Task requirements: Display each line of the data that contains the word "water". Case counts.
◇ ◇ ◇ ◇ ◇ ◇ ◇
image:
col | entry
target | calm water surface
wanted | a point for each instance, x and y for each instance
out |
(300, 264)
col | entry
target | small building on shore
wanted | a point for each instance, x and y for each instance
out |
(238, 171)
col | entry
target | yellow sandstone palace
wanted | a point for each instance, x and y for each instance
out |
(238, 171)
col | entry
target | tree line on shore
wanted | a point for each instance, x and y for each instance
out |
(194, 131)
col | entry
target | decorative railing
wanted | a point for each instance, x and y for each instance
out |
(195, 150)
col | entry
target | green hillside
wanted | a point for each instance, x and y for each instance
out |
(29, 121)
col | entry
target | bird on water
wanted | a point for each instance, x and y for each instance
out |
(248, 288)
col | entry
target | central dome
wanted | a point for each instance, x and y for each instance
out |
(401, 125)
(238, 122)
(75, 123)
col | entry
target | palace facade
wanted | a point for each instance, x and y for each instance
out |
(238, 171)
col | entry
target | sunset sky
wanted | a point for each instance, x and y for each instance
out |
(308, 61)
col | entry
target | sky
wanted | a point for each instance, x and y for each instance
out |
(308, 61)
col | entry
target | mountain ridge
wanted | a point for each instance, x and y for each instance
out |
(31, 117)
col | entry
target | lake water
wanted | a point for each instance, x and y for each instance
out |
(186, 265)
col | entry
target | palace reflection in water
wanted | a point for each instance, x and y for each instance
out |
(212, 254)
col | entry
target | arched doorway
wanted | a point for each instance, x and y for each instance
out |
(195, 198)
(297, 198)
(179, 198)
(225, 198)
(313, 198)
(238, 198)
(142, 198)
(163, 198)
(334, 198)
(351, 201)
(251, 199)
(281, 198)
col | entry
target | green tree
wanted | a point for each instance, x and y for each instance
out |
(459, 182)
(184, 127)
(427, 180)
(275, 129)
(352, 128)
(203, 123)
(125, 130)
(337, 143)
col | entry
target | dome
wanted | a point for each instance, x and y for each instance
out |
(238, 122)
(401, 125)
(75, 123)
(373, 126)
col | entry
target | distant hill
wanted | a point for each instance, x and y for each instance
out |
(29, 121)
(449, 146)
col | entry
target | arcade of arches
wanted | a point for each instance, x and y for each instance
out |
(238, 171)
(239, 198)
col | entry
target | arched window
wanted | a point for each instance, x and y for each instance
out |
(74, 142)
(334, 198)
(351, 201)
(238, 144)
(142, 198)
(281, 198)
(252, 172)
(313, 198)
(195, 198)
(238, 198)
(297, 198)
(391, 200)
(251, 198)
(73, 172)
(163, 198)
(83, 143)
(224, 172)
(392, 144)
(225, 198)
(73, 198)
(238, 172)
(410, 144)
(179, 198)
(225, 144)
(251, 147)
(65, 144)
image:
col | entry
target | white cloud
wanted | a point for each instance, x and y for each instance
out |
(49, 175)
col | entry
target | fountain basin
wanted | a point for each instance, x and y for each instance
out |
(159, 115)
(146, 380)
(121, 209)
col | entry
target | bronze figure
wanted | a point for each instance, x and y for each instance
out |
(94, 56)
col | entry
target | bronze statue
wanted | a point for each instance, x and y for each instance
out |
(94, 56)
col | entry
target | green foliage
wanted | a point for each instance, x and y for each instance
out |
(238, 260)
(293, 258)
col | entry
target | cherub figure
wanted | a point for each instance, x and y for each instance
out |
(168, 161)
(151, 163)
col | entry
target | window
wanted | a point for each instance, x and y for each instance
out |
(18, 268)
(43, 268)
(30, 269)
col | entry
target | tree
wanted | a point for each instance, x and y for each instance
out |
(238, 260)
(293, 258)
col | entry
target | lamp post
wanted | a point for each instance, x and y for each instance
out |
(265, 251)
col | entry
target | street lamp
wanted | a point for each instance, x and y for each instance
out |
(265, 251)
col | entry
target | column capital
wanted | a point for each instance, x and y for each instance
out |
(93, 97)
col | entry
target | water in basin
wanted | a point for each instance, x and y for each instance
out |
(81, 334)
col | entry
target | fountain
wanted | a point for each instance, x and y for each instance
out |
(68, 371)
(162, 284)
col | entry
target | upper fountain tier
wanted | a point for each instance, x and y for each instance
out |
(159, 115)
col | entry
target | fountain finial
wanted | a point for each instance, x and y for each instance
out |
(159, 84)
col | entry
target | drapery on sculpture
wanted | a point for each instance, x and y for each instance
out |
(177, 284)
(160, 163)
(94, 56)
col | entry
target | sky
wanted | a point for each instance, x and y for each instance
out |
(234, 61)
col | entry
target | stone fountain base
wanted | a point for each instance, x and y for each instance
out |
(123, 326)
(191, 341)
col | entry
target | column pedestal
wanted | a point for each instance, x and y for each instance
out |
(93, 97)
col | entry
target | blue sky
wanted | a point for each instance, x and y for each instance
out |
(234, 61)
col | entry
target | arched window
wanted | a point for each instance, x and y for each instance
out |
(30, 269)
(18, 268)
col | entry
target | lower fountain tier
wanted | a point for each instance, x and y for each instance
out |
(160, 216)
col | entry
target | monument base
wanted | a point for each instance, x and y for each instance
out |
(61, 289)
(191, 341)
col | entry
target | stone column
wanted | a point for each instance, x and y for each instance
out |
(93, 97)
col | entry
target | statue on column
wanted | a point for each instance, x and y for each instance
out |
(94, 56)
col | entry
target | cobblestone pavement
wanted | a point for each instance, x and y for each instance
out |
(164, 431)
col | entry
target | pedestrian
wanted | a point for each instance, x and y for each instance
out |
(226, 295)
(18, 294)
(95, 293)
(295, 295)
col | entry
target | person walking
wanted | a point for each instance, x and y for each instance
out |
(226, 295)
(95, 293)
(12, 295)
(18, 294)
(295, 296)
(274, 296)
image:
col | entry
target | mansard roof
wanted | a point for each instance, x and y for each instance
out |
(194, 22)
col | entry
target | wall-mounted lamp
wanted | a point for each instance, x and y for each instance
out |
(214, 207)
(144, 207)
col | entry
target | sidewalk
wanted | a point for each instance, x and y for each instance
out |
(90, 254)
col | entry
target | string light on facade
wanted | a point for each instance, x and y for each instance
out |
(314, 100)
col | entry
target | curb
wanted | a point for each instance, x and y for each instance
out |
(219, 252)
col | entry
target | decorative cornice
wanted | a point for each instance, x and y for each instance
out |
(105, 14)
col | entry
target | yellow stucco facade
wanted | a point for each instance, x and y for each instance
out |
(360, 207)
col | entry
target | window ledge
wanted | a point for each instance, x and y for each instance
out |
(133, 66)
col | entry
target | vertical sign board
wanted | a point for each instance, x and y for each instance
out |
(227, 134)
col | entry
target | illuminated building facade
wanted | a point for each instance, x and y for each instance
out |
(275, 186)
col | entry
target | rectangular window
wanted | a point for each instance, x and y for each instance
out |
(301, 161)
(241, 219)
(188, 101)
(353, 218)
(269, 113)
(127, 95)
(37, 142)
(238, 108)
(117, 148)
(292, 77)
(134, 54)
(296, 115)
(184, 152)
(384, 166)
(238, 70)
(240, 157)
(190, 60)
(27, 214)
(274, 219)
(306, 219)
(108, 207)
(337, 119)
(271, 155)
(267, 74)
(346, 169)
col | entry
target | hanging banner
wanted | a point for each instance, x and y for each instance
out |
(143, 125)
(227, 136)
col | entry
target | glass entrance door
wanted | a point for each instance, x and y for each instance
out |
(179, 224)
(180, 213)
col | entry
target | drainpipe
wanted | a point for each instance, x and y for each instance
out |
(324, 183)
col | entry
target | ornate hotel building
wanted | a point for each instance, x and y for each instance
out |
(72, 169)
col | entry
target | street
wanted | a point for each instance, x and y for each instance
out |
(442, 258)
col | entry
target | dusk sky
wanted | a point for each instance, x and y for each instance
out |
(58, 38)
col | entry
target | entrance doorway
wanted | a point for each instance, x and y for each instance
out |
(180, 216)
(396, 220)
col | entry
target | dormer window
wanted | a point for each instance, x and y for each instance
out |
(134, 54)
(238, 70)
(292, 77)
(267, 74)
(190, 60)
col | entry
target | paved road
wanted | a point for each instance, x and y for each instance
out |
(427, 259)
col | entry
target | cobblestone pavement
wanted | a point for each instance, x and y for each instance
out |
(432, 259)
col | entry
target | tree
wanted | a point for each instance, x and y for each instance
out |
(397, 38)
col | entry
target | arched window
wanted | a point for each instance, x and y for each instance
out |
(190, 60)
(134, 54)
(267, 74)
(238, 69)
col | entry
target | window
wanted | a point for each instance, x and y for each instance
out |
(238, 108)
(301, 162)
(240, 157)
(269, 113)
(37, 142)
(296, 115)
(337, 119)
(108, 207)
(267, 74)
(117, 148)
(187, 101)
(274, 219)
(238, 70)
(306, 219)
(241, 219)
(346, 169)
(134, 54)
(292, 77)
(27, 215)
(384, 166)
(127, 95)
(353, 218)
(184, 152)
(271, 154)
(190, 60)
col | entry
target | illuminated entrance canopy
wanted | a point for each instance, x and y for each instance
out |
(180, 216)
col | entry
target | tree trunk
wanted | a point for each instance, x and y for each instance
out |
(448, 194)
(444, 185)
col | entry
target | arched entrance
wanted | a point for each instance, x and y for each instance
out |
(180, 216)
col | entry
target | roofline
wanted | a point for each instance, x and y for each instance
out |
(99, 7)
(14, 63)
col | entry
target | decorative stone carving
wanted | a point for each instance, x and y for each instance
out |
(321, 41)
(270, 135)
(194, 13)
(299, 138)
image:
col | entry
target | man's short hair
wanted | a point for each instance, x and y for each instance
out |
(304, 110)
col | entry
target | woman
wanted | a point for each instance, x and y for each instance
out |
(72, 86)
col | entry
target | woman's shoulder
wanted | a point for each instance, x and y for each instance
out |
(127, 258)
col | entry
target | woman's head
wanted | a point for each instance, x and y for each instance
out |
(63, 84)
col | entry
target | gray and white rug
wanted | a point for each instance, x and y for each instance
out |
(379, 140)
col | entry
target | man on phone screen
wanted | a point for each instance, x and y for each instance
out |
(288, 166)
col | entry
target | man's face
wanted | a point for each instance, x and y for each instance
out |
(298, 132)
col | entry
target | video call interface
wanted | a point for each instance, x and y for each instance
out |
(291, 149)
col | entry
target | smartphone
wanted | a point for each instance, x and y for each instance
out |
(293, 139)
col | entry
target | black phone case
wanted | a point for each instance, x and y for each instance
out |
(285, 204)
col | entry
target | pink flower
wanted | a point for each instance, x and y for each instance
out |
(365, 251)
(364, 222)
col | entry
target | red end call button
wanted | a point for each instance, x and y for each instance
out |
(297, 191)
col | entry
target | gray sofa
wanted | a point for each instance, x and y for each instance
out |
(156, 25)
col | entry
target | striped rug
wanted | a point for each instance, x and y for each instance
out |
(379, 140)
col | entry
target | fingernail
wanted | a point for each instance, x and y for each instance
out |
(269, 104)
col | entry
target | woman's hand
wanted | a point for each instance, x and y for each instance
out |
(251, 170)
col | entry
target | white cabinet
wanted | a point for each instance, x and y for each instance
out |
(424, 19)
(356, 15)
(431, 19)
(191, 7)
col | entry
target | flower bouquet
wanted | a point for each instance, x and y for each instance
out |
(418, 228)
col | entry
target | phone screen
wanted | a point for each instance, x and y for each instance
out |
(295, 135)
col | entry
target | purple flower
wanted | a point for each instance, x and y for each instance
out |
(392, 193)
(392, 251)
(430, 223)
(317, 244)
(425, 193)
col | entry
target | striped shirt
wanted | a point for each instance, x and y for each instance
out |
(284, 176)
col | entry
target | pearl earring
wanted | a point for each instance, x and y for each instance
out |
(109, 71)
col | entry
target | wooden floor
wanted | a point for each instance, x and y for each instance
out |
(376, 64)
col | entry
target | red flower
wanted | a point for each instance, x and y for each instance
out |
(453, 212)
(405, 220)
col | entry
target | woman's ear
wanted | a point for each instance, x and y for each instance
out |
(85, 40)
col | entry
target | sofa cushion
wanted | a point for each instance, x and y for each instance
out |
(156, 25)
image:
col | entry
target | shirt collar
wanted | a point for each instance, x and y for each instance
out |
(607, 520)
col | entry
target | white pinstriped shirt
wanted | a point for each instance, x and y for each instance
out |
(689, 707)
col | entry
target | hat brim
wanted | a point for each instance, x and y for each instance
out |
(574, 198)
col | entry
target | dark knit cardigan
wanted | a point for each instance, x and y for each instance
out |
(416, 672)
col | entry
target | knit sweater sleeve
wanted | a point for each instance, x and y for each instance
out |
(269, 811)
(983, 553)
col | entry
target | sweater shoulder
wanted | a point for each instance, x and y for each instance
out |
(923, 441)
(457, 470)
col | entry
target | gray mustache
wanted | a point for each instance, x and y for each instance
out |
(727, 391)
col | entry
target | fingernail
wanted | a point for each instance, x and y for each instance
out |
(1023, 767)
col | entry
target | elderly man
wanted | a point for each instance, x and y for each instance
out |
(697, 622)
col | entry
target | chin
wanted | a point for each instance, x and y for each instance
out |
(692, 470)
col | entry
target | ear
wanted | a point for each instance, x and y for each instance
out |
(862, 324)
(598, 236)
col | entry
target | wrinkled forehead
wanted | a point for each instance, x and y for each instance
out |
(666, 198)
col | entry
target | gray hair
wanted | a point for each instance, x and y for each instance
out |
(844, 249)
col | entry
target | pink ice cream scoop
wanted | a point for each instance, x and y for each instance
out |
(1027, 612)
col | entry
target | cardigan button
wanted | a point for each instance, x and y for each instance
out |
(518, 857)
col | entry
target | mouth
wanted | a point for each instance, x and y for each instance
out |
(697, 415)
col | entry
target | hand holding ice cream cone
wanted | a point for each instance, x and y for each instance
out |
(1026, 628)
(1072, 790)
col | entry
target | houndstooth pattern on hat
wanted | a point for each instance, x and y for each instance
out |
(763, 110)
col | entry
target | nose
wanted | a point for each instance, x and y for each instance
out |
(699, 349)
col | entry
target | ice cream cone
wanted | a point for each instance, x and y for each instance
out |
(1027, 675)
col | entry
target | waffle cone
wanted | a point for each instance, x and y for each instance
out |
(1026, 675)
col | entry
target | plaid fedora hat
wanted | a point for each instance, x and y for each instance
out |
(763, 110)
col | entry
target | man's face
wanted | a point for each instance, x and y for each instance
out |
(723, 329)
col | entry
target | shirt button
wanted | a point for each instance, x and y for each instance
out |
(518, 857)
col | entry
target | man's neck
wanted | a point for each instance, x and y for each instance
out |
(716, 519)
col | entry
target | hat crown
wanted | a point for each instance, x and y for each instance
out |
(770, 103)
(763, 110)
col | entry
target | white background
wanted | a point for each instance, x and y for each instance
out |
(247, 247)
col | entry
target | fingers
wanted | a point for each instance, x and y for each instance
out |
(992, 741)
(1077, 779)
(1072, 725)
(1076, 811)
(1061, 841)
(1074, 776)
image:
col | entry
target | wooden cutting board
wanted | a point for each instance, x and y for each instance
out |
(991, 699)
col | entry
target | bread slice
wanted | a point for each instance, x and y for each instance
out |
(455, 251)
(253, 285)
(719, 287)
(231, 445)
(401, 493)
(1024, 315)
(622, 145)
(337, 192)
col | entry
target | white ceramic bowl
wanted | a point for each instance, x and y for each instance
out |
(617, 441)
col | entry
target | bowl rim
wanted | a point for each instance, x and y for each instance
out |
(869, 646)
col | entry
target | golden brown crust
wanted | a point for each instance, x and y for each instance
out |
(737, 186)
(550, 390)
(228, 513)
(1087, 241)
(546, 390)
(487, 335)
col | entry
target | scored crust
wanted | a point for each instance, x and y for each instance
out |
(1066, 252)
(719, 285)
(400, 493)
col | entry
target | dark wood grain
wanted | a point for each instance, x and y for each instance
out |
◇ ◇ ◇ ◇ ◇ ◇ ◇
Exercise result:
target | calm water surface
target | bird on water
target | lake water
target | palace reflection in water
target | water in basin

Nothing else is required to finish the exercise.